§ CHALLENGE A: Rewrite the paragraph in the sphynx cat thread below that begins "4 months in a window" so that it is shorter but keeps its main facts.
§ CHALLENGE B:
Answer these questions from the sphynx cat thread below, one answer per line, marked the same way:
(i) For how long did the sun appear yesterday?
(ii) What does DesnBaby say is too bad about the pictures?
(iii) In Layanna's reply to PearlJAtlanta, what does Layanna say sphynxes like to do?
§ CHALLENGE C: Output the part of the sphynx cat thread below that lies between "## PearlJAtlanta (Jan" and "(Jan 4, 2005)", inclusive, copying it word for word.

§ PASSAGE SHOWN:
* * *
# My magnificent girl :)



## Layanna (Jan 3, 2005)

4 months in a window did not look the sun. We had time to become bored on it. And yesterday she has glanced to us for 30 minutes. We were very glad. The spring means soon. Vera has not missed an opportunity to get warm in solar beams. And I have not missed an opportunity her to photograph.

My favourite Veronica









tasty sunlight


----------



## Layanna (Jan 3, 2005)




----------



## TaLi RodrigueZ (Dec 31, 2003)

I LOVE those kinds of cats. Nice bit of photography as well.


----------



## vanillasugar (Nov 11, 2004)

VERY great pics!! Your sphynx is a beautiful cat!


----------



## Layanna (Jan 3, 2005)

Thanks.  


vanillasugar said:


> Your sphynx is a beautiful cat!


I too so think.


----------



## DesnBaby (Apr 18, 2004)

Nice pics, too bad there are shadows in the background.


----------



## Hana (May 29, 2004)

Beautiful pictures!!
(I like the shadows...I think they are really striking. :lol: :? )


----------



## PearlJAtlanta (Jan 17, 2005)

Very nice eyes, but aren't cats suppose to have fur to keep them warm? What will he lick? He must have a natural instint to lick his fur.


----------



## Carina (Jan 4, 2005)

Beautiful cat!!!!


----------



## Lori (Jun 8, 2003)

PearlJAtlanta said:


> Very nice eyes, but aren't cats suppose to have fur to keep them warm? What will he lick? He must have a natural instint to lick his fur.


Sphynx cats are born that way, I am sure she is quite used to it.  

She is beautiful!


----------



## Layanna (Jan 3, 2005)

PearlJAtlanta said:


> Very nice eyes, but aren't cats suppose to have fur to keep them warm? What will he lick? He must have a natural instint to lick his fur.


 
Cats different - are necessary! Cats different - are important! There are cats without a wool. There are cats without a tail. It does not prevent them. Sphynxes hot cats. It is not cold to them. The fur is not necessary for them. They like to lick themselves


----------



## kitty_kisses (Jun 27, 2004)
* * *
§ GIVEN ENTRIES:
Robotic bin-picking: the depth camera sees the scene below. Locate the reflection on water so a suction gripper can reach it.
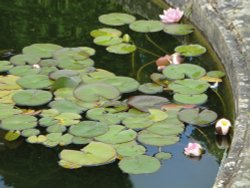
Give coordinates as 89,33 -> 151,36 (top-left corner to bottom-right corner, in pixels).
0,0 -> 232,188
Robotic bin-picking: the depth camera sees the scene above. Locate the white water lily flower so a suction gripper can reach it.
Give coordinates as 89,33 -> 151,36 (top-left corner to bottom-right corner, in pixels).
215,118 -> 232,135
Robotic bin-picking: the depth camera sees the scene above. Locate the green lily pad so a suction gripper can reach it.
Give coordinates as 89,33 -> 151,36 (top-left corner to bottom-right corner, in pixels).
74,83 -> 120,102
118,155 -> 161,174
90,28 -> 122,38
0,115 -> 37,131
168,79 -> 210,95
129,20 -> 164,33
128,95 -> 169,112
174,93 -> 208,105
138,83 -> 163,94
21,128 -> 40,137
137,130 -> 179,146
207,71 -> 225,78
69,121 -> 109,138
0,61 -> 13,73
115,141 -> 146,157
178,108 -> 217,127
17,75 -> 53,89
59,142 -> 116,166
12,90 -> 52,106
163,64 -> 206,80
10,54 -> 40,65
94,36 -> 122,46
174,44 -> 207,57
95,125 -> 137,144
23,43 -> 62,58
163,24 -> 194,35
98,12 -> 136,26
106,43 -> 136,54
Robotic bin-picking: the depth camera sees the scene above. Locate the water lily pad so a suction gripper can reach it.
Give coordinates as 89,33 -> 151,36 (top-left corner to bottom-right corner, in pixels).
129,20 -> 164,33
10,54 -> 40,65
69,121 -> 109,138
174,93 -> 208,105
138,83 -> 163,94
164,24 -> 194,35
0,115 -> 37,131
128,95 -> 169,112
95,125 -> 137,144
137,130 -> 179,146
17,75 -> 53,89
90,28 -> 122,38
106,43 -> 136,54
12,90 -> 52,106
168,79 -> 210,95
59,142 -> 116,166
98,13 -> 136,26
118,155 -> 161,174
163,64 -> 206,80
23,43 -> 62,58
178,108 -> 217,127
174,44 -> 207,57
74,83 -> 120,102
0,61 -> 13,73
94,36 -> 122,46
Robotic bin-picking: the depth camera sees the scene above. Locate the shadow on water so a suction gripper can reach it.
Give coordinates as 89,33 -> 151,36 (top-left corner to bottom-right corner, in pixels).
0,0 -> 233,188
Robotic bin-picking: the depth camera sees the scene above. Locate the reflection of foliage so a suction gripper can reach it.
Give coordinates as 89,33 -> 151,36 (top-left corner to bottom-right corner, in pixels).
0,144 -> 132,188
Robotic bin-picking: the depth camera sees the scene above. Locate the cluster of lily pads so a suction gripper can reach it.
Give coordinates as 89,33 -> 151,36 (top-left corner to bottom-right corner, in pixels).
0,13 -> 227,174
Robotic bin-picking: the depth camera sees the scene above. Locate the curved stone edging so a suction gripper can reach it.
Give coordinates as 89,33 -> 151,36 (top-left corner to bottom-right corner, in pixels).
166,0 -> 250,188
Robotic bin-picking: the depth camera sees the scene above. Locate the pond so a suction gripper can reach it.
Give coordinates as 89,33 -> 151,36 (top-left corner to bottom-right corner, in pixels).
0,0 -> 234,188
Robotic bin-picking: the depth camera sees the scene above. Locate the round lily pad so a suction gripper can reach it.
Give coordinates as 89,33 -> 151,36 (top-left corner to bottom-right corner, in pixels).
118,155 -> 161,174
178,108 -> 217,127
106,43 -> 136,54
74,83 -> 120,102
17,75 -> 53,89
0,115 -> 37,131
164,24 -> 194,35
98,12 -> 136,26
69,121 -> 109,138
137,130 -> 179,146
163,64 -> 206,80
174,44 -> 207,57
90,28 -> 122,38
129,20 -> 164,33
174,93 -> 208,105
12,90 -> 52,106
168,79 -> 210,95
23,43 -> 62,58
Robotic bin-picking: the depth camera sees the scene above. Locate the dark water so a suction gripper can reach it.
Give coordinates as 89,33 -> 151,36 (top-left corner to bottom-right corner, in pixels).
0,0 -> 233,188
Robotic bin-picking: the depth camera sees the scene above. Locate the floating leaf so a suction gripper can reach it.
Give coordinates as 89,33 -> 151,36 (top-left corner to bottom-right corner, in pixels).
163,64 -> 206,80
164,24 -> 194,35
17,75 -> 53,89
137,130 -> 179,146
129,20 -> 164,33
95,125 -> 136,144
178,108 -> 217,127
98,13 -> 136,26
174,44 -> 207,57
69,121 -> 109,138
174,93 -> 208,105
128,95 -> 169,112
106,43 -> 136,54
118,155 -> 161,174
12,89 -> 52,106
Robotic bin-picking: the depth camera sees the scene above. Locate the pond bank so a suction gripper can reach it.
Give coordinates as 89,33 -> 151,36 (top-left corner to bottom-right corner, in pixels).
166,0 -> 250,188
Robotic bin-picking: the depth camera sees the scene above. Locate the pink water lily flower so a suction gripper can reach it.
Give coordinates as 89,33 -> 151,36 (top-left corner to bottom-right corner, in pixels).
184,143 -> 203,157
215,118 -> 232,135
159,8 -> 184,24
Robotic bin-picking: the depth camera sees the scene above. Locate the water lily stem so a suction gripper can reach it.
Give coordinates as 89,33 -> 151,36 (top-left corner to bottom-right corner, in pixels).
145,34 -> 167,54
136,60 -> 155,81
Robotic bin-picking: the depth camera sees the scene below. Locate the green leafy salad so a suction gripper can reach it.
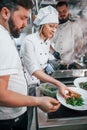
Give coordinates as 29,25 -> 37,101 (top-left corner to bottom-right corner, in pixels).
66,96 -> 84,106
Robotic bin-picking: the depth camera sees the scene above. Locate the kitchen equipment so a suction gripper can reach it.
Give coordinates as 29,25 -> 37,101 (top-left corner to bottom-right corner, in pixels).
36,69 -> 87,130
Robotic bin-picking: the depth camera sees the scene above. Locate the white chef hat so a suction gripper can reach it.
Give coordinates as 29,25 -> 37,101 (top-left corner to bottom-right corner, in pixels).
33,5 -> 59,26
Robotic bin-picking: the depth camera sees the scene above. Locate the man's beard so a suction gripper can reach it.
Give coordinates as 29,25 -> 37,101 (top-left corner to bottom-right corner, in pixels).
8,17 -> 20,38
59,18 -> 69,24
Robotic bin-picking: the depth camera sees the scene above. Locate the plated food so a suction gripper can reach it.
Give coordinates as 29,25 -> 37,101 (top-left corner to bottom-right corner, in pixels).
74,77 -> 87,90
66,92 -> 84,106
39,83 -> 57,98
56,87 -> 87,111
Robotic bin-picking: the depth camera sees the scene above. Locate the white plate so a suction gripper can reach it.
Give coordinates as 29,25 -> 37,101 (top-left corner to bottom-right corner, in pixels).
74,77 -> 87,88
56,87 -> 87,111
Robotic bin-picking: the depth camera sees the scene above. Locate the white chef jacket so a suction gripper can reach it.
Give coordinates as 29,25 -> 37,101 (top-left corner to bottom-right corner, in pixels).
20,32 -> 50,85
0,25 -> 27,120
52,21 -> 83,64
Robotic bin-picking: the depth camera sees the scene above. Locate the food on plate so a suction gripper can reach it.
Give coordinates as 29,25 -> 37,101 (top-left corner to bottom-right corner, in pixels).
40,83 -> 57,98
79,82 -> 87,90
66,92 -> 83,106
67,91 -> 81,98
66,97 -> 84,106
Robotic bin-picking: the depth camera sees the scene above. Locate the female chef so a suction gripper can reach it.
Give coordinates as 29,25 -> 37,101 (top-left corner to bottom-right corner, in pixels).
20,6 -> 71,130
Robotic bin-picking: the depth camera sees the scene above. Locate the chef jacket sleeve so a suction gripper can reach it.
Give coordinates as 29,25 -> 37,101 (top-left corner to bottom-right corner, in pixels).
73,23 -> 83,52
0,35 -> 18,76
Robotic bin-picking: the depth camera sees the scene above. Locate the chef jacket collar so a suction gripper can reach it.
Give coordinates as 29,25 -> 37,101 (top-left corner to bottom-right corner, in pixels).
36,32 -> 49,44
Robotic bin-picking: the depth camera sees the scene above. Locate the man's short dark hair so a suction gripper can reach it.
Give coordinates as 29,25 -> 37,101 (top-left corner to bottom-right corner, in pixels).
0,0 -> 33,10
56,1 -> 68,8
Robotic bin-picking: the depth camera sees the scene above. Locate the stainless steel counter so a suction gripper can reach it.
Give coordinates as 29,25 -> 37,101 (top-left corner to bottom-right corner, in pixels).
36,85 -> 87,130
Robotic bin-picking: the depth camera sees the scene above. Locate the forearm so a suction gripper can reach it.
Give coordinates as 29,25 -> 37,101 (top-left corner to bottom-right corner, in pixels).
33,70 -> 63,87
0,90 -> 38,107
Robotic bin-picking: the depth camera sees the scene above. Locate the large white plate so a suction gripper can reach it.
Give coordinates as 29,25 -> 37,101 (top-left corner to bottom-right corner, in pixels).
56,87 -> 87,111
74,77 -> 87,88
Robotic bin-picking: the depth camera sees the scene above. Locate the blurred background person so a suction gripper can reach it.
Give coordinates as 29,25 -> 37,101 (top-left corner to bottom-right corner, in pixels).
0,0 -> 60,130
52,1 -> 83,65
20,6 -> 73,129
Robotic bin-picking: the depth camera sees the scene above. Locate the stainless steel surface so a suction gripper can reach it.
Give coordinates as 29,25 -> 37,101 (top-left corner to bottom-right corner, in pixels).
36,84 -> 87,130
52,69 -> 87,79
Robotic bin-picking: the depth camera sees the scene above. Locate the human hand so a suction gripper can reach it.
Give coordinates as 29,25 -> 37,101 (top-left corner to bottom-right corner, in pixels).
38,96 -> 60,112
53,51 -> 61,60
44,64 -> 54,75
58,83 -> 74,98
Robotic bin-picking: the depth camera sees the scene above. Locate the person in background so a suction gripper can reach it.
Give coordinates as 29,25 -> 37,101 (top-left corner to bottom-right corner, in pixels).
0,0 -> 60,130
52,1 -> 83,65
20,5 -> 71,129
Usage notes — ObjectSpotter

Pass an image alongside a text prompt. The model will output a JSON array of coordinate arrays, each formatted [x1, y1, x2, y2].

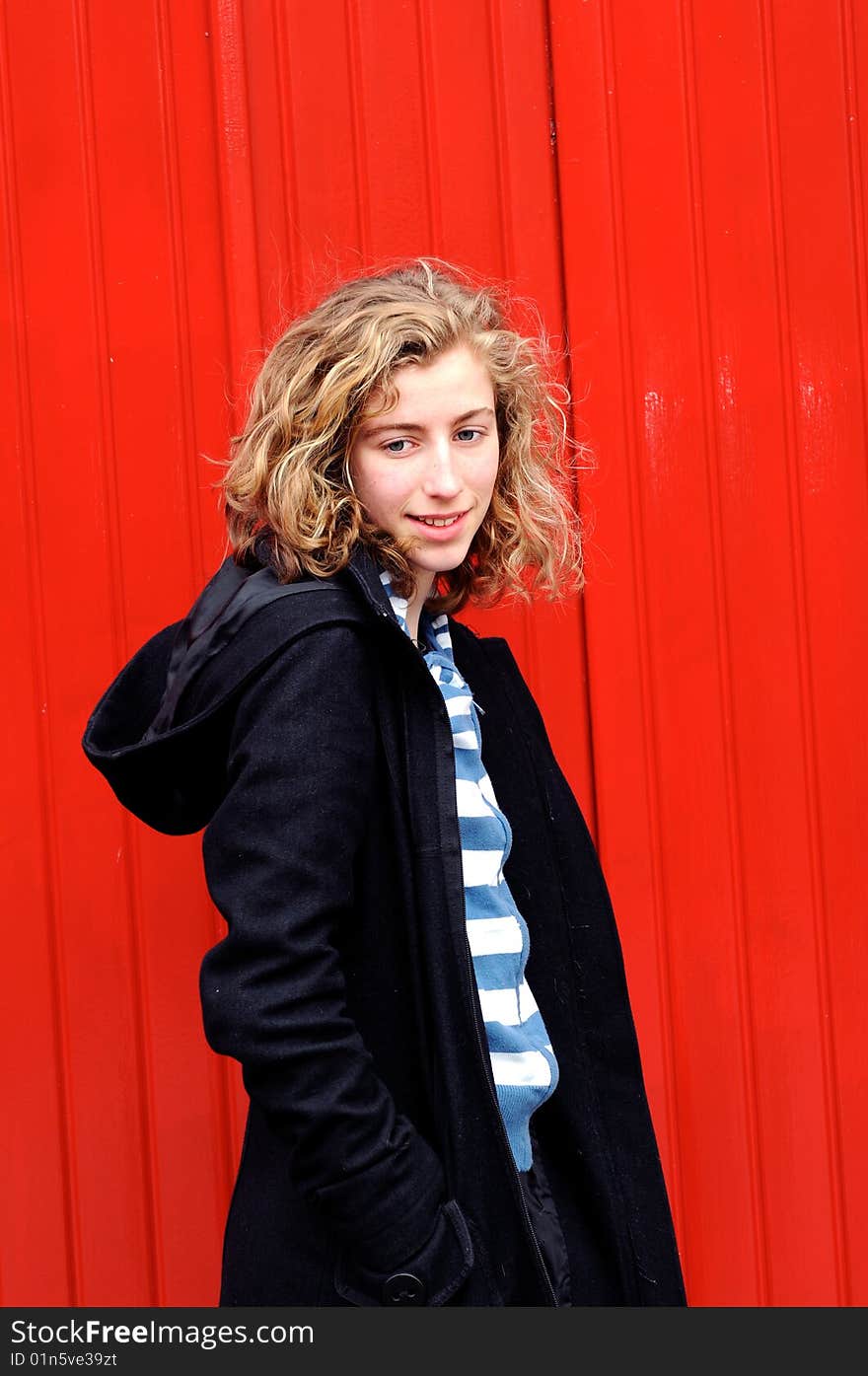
* * *
§ WRITTEN SOLUTION A: The sun had not shown in the window for four months, and the household had grown bored of it. Yesterday it appeared for 30 minutes, which made them very glad and meant spring is coming soon. Vera took the chance to warm herself in the sunbeams, and the writer took the chance to photograph her.

§ WRITTEN SOLUTION B:
(i) For 30 minutes.
(ii) There are shadows in the background.
(iii) They like to lick themselves.

§ WRITTEN SOLUTION C:
## PearlJAtlanta (Jan 17, 2005)

Very nice eyes, but aren't cats suppose to have fur to keep them warm? What will he lick? He must have a natural instint to lick his fur.


----------



## Carina (Jan 4, 2005)